* [WHAT IS NEEDED] Retype each record below word for word, pictures excluded.

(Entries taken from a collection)

┌──

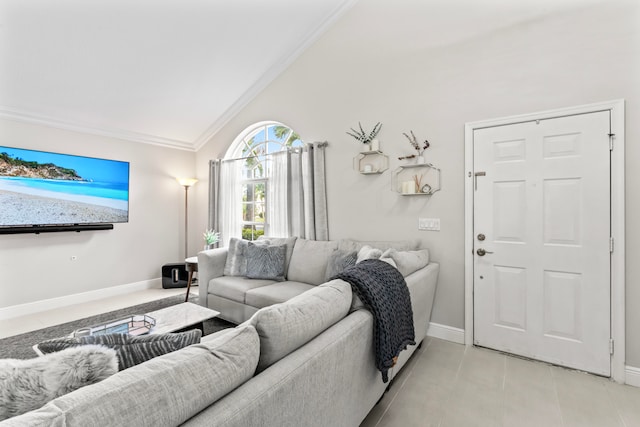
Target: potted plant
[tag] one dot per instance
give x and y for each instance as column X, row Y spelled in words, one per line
column 367, row 138
column 211, row 237
column 419, row 147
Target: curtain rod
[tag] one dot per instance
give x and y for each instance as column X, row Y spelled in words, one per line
column 289, row 149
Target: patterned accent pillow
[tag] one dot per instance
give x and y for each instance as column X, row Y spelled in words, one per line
column 338, row 261
column 28, row 384
column 266, row 261
column 131, row 350
column 236, row 263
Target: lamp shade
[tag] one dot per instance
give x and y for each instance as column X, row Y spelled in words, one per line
column 186, row 182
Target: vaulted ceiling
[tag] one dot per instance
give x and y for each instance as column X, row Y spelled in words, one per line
column 173, row 72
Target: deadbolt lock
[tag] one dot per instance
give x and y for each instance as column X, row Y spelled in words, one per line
column 482, row 252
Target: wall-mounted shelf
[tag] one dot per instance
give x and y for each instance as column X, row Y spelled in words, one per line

└──

* [EXERCISE ANSWER]
Target: potted plant
[tag] one dot per instance
give x and y for each instance as column X, row Y spelled in words, one per line
column 367, row 138
column 211, row 237
column 419, row 147
Target: curtain rod
[tag] one dot per instance
give x and y for each instance as column X, row Y spelled in words, one per line
column 289, row 149
Target: patterned accent pillow
[tag] one dot per instance
give x and y for each instance as column X, row Y spelled in words, one per line
column 338, row 261
column 28, row 384
column 266, row 261
column 131, row 350
column 236, row 263
Target: lamp shade
[tag] one dot per instance
give x and y for each instance as column X, row Y spelled in words, one per line
column 186, row 182
Target: vaulted ceiling
[tag] one dot per instance
give x and y for each instance as column X, row Y spelled in words, one per line
column 173, row 72
Target: deadbolt lock
[tag] one dot per instance
give x and y for each instance as column X, row Y spelled in words, one per line
column 482, row 252
Target: wall-mounted shelf
[tag] one dot per instance
give x and y for each instance as column X, row Y spelled in words, one per line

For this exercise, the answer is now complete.